Your instructions: Every entry below needs to be repeated exactly.

☆ ☆ ☆

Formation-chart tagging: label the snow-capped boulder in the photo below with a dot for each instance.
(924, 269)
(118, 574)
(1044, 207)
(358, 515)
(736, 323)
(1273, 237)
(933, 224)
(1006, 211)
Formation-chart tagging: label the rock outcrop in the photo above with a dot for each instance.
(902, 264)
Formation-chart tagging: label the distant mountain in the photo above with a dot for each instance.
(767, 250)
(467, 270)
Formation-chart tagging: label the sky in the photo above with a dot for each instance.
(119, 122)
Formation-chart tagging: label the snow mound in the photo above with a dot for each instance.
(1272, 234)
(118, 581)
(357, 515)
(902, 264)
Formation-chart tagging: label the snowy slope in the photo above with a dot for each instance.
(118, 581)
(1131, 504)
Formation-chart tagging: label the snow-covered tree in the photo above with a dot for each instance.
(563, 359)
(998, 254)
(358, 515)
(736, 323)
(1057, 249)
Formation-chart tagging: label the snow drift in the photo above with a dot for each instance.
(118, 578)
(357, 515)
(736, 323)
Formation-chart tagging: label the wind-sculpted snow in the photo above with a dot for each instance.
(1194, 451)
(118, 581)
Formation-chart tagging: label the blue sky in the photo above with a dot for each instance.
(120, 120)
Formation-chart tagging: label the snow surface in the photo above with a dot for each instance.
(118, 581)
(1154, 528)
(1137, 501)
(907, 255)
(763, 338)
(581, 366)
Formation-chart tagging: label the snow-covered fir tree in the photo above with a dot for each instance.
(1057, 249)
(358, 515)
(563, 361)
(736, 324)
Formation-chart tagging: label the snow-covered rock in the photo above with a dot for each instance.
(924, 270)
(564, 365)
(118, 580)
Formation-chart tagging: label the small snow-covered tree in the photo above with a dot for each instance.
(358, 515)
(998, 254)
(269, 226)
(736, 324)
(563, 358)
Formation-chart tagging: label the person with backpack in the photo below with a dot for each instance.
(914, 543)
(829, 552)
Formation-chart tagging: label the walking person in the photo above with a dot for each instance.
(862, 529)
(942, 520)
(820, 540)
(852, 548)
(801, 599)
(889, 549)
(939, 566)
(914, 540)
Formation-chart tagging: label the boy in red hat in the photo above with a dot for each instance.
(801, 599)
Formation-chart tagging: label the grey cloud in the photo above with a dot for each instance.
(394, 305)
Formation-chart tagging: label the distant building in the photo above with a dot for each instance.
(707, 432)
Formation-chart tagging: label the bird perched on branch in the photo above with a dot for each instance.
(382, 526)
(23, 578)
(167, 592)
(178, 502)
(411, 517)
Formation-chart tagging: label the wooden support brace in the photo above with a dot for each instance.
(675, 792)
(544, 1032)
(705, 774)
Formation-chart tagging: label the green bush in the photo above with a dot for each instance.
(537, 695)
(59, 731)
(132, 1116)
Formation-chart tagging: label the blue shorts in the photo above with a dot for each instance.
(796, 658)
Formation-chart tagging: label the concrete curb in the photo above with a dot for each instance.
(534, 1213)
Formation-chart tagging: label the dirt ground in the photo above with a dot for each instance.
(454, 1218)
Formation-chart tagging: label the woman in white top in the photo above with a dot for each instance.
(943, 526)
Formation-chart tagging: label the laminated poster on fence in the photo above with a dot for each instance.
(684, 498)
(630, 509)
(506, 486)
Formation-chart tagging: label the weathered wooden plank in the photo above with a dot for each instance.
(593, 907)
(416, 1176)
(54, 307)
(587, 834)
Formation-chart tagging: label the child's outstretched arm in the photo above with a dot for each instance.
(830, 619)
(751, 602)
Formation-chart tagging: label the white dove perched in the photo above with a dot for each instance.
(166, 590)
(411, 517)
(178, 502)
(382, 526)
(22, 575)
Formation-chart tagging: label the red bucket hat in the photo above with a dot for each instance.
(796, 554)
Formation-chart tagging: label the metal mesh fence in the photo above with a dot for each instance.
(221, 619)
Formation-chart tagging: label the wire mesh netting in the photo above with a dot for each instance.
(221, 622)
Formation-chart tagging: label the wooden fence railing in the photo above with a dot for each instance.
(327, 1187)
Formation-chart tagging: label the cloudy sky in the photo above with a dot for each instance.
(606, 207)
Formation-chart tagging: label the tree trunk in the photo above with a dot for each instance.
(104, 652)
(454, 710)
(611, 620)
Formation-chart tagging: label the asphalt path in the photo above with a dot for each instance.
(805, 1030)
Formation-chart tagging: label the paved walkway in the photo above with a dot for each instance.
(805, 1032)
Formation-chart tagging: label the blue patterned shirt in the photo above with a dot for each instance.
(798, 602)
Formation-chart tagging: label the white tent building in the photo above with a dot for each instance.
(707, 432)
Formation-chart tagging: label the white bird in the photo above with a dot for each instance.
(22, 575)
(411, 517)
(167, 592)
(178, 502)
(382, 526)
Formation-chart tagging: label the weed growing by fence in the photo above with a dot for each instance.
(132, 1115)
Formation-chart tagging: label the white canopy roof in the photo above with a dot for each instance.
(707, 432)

☆ ☆ ☆

Result of the task:
Formation-chart tagging: label the snow-capped boulder in the photo below with a dot for each instance.
(924, 269)
(118, 574)
(1044, 207)
(358, 515)
(736, 323)
(1273, 237)
(933, 224)
(1006, 211)
Formation-chart tagging: label the rock outcrop in the photo above with a dot for each instance.
(902, 264)
Formation-chart tagging: label the distant mountain in the photo above with a dot for each instance.
(767, 250)
(467, 270)
Formation-chart tagging: label the sky in the photo above with a dot for each instance.
(119, 122)
Formation-chart tagging: label the snow mound in the photo above with a dot for each instance.
(1272, 234)
(118, 581)
(357, 515)
(902, 264)
Formation-chart tagging: label the snowy slope in the photo above with a dot for each instance.
(118, 581)
(1131, 504)
Formation-chart tagging: label the snow-covered tree in the photo above with a dot for each instance.
(563, 359)
(998, 254)
(358, 515)
(736, 323)
(1057, 249)
Formation-chart tagging: label the snow drift in the photo above with a dot for each instance.
(118, 578)
(357, 515)
(736, 323)
Formation-chart tagging: label the wind-sculpted snow in the photo above with a dot for each instance.
(1194, 451)
(118, 581)
Formation-chart tagging: label the blue sky in the photo above with a dot for each instance.
(120, 120)
Formation-chart tagging: label the snow surface in the photo above with a dot for each instance.
(118, 581)
(1154, 528)
(1137, 501)
(907, 255)
(763, 338)
(581, 366)
Formation-chart tagging: label the snow-covered fir tree in the photo above with a dot for each instance.
(1057, 249)
(358, 515)
(563, 361)
(736, 324)
Formation-chart tagging: label the snow-covered rock in the photo above with a dot for each instance.
(924, 270)
(564, 365)
(118, 580)
Formation-chart tagging: label the small snow-covered tree in the photo above with a dot for each instance.
(358, 515)
(998, 254)
(269, 226)
(736, 324)
(563, 358)
Formation-chart tagging: label the person with backpack in the photo below with a dot for each instance.
(914, 543)
(829, 552)
Formation-chart tagging: label the walking person in the photo above with a dot for each instance.
(862, 529)
(942, 520)
(820, 540)
(852, 548)
(801, 599)
(889, 549)
(939, 566)
(914, 540)
Formation-chart tagging: label the boy in red hat in the photo above with a dot for each instance.
(801, 599)
Formation-chart tagging: label the grey cloud in the photo above with a dot for each instance.
(394, 305)
Formation-chart tagging: label the distant building in the photo above with a dot for each instance.
(707, 432)
Formation-chart tagging: label the bird perched on branch in the photo above with a dot for each instance.
(382, 526)
(23, 578)
(167, 592)
(178, 502)
(411, 517)
Formation-chart tagging: label the wooden support brace in the photo above with a dot for each instance.
(675, 792)
(544, 1032)
(705, 774)
Formation-chart tagging: label the green bush in the photo above with a dot for each instance.
(537, 695)
(59, 731)
(132, 1116)
Formation-chart tagging: label the blue shorts in the photo above with a dot for each instance.
(796, 658)
Formation-chart tagging: label the concrete curb in the photo above with a dot for each instance.
(534, 1213)
Formation-chart tagging: label the dirt ground in the photo above with a dot for each instance.
(454, 1218)
Formation-chart tagging: label the woman in white top in the photo above with a dot for each instance.
(943, 526)
Formation-chart tagging: label the laminated poster on fence in the photo above with a dot for each instance.
(684, 498)
(630, 509)
(506, 486)
Formation-chart tagging: label the weathered wooden plank in the photo above with a dot for each instance.
(593, 907)
(416, 1176)
(54, 307)
(587, 834)
Formation-chart tagging: label the child's outstretched arm in the photo above with a dot for each instance.
(830, 619)
(751, 602)
Formation-chart tagging: label the white dove perched in the photo above with a dot for each instance.
(166, 590)
(411, 517)
(178, 502)
(382, 526)
(22, 575)
Formation-chart tagging: label the red bucket hat in the photo above with a dot for each instance.
(796, 554)
Formation-chart tagging: label the metal mesh fence in the photo above with a dot for each instance.
(221, 619)
Formation-chart tagging: label the wire mesh netting in the photo above with a dot for each instance.
(221, 622)
Formation-chart tagging: label the wooden fence railing in the photo above with a dot for each instance.
(327, 1187)
Formation-chart tagging: label the cloudy sky in the photo above with a dot for each instance.
(606, 207)
Formation-chart tagging: label the tree trunk in the photo above with a dot for each instance.
(104, 652)
(454, 710)
(611, 620)
Formation-chart tagging: label the asphalt path in the photo above with a dot for each instance.
(805, 1030)
Formation-chart tagging: label the paved walkway in the photo above with a dot for each instance.
(805, 1032)
Formation-chart tagging: label the blue patterned shirt in the photo above with a dot for each instance.
(798, 602)
Formation-chart tagging: label the white tent building in the photo above with a dot for each instance.
(707, 432)
Formation-chart tagging: label the white bird in the photo above with a dot for each instance.
(22, 575)
(411, 517)
(167, 592)
(178, 502)
(382, 526)
Formation-chart tagging: label the weed growing by fence in the photo above with a dot for each instance.
(132, 1115)
Formation-chart tagging: label the white canopy roof in the photo above with a dot for each instance.
(707, 432)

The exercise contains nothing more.